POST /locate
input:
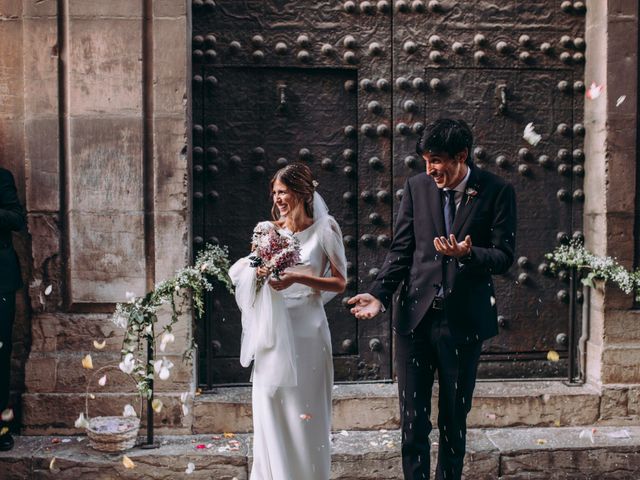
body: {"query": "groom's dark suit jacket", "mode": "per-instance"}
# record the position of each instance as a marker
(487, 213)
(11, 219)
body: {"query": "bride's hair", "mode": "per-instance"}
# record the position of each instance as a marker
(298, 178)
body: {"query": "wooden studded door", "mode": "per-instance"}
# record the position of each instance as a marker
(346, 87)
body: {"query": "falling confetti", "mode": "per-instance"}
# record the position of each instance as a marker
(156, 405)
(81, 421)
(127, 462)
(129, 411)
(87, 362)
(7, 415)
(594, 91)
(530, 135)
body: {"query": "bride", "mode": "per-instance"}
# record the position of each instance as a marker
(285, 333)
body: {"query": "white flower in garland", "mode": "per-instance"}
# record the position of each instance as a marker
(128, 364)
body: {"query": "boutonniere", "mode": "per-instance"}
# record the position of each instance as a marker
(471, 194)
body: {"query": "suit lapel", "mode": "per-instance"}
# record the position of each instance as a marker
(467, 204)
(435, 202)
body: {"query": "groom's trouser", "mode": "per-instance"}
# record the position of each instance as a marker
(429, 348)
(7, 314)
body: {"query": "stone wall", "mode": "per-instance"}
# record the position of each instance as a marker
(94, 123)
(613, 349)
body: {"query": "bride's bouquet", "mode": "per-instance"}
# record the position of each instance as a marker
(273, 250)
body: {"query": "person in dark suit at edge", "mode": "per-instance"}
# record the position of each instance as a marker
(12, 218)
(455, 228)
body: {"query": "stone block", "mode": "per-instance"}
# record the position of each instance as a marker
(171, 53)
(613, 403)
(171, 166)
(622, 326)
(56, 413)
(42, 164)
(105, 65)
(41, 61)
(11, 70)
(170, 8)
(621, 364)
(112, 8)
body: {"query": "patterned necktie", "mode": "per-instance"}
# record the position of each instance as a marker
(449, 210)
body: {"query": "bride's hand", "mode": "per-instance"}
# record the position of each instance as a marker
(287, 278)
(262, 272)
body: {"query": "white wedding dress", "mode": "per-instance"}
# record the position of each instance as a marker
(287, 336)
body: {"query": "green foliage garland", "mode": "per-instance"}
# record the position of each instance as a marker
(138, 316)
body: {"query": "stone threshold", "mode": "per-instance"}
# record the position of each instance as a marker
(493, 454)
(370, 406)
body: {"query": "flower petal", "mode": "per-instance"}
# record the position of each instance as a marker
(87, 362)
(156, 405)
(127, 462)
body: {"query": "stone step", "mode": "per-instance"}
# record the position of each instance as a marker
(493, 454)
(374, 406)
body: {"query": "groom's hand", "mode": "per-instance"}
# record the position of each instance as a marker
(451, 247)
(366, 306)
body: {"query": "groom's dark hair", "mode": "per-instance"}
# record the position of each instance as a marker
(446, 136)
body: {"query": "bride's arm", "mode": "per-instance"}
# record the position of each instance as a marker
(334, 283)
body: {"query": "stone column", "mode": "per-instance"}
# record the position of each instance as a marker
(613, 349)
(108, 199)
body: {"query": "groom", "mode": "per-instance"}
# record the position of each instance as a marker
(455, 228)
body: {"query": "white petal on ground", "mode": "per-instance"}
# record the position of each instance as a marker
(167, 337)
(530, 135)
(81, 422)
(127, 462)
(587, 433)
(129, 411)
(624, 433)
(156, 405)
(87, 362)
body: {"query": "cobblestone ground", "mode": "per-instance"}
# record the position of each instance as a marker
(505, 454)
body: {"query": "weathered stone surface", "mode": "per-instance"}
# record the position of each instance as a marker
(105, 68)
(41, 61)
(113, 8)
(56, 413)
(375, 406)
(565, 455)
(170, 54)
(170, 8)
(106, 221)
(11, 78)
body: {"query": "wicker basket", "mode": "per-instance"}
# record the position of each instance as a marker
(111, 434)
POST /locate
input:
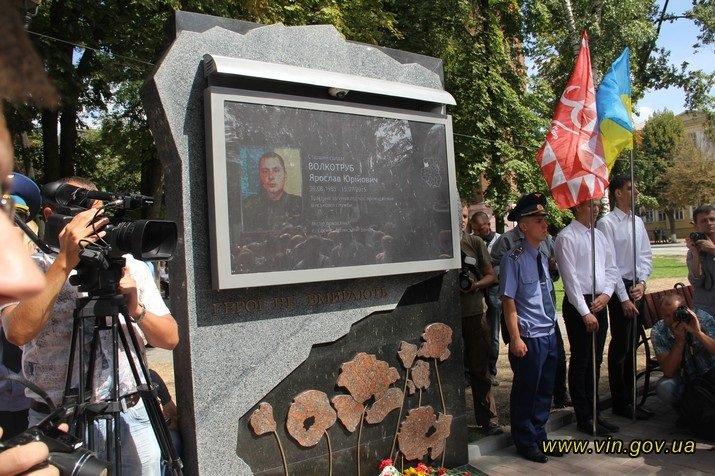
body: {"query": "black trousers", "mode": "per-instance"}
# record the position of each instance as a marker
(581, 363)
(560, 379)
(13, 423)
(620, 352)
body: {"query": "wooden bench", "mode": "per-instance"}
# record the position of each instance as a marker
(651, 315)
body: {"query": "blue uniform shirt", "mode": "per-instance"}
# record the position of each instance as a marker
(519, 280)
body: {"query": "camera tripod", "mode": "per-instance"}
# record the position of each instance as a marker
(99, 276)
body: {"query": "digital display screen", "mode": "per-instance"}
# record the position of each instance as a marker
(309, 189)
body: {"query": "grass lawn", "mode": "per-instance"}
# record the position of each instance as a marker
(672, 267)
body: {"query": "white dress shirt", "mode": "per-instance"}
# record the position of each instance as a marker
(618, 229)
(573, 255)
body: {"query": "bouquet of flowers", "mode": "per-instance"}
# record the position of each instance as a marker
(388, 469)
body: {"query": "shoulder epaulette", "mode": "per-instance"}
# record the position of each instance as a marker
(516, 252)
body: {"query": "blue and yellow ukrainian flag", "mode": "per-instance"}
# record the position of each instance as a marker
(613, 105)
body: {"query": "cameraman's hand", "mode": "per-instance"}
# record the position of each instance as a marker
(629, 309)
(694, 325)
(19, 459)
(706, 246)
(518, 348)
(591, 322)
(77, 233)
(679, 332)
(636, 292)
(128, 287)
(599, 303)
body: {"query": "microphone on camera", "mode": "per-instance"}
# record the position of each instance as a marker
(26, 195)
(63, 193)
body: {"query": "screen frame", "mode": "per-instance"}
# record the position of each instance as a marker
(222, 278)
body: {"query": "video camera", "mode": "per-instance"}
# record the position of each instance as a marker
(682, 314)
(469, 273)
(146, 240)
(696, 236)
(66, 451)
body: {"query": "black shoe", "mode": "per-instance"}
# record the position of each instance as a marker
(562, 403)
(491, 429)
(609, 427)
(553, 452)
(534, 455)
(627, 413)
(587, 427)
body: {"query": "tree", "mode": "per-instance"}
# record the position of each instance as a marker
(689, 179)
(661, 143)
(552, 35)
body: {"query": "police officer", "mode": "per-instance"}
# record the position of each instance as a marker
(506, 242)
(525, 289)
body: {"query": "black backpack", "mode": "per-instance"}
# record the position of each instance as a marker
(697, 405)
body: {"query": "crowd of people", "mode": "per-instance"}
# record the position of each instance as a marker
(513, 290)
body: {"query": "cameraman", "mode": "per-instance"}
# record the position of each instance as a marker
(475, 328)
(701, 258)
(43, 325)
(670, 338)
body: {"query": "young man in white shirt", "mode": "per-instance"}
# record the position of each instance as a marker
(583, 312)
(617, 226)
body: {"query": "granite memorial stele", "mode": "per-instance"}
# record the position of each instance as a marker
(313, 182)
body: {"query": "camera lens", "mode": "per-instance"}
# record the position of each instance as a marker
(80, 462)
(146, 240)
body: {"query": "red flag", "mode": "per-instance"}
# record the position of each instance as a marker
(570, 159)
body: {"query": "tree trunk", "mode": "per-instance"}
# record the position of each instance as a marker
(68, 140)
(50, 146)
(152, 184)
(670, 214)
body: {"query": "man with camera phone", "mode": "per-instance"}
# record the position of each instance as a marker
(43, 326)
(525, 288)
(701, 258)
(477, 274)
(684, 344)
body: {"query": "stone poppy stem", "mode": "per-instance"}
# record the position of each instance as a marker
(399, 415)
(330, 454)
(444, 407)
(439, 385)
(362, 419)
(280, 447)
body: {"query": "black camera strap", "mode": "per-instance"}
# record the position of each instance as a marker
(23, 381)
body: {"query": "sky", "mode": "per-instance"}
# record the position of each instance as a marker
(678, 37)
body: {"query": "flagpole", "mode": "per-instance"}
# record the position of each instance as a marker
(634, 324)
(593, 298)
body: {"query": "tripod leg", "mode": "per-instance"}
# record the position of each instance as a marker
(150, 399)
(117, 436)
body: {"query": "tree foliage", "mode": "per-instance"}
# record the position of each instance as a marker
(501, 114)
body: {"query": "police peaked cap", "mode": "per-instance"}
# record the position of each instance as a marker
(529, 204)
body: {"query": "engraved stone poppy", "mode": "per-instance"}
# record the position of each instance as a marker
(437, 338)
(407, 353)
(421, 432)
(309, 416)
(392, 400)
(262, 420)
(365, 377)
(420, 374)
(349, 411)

________

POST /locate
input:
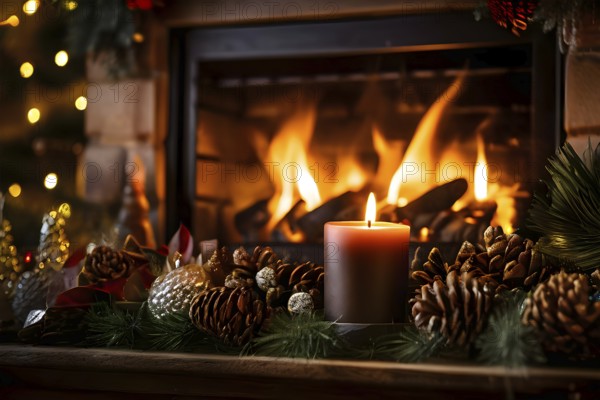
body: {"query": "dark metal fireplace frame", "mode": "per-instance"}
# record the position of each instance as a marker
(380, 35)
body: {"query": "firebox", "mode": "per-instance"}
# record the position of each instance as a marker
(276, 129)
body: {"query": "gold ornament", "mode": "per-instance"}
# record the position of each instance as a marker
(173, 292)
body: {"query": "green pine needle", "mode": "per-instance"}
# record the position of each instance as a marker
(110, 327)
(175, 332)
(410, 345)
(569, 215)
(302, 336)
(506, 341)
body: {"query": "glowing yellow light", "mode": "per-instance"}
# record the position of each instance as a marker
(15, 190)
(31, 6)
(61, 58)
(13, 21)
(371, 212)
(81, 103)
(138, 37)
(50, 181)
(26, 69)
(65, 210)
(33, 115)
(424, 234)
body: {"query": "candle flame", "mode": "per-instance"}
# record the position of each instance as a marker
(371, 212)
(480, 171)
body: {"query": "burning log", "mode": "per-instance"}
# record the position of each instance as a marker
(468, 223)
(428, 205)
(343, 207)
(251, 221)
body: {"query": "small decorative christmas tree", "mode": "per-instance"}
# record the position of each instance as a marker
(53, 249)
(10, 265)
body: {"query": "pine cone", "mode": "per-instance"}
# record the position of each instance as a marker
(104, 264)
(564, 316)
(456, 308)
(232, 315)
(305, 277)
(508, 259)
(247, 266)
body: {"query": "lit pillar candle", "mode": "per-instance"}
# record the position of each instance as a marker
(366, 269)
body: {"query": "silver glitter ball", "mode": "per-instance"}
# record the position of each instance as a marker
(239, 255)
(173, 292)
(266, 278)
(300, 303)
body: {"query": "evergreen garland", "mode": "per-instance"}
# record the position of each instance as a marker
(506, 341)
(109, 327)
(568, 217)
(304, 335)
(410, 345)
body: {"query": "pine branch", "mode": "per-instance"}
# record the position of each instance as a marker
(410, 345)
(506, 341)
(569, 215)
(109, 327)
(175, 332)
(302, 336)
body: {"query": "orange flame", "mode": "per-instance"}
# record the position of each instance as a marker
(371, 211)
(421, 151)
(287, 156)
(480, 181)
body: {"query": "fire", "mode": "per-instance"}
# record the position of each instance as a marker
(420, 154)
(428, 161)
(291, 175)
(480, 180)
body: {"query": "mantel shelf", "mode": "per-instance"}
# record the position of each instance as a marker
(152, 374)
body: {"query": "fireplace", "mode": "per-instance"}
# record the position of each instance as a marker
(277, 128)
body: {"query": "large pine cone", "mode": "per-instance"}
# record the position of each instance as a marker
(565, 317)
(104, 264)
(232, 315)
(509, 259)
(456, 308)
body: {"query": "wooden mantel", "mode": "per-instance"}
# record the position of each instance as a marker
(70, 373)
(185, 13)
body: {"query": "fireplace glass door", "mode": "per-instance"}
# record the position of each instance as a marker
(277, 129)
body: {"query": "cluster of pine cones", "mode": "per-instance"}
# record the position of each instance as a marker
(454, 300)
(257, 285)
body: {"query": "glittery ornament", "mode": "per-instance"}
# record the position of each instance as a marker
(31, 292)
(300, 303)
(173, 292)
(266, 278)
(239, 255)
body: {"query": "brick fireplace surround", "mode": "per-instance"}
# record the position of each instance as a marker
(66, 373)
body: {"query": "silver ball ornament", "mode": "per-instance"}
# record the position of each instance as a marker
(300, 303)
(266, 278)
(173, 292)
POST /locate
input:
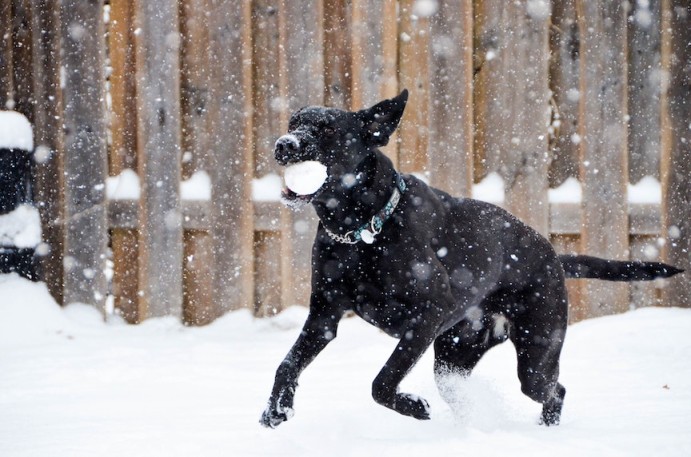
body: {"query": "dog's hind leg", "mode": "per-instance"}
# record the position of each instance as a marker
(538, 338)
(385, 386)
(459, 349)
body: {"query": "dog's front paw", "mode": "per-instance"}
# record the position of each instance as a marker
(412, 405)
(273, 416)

________

→ **Énoncé**
Combien de lignes des items ci-dessus contiennent le mot "blue" ? Donnez uniquement le nombre.

→ **Réponse attendue**
2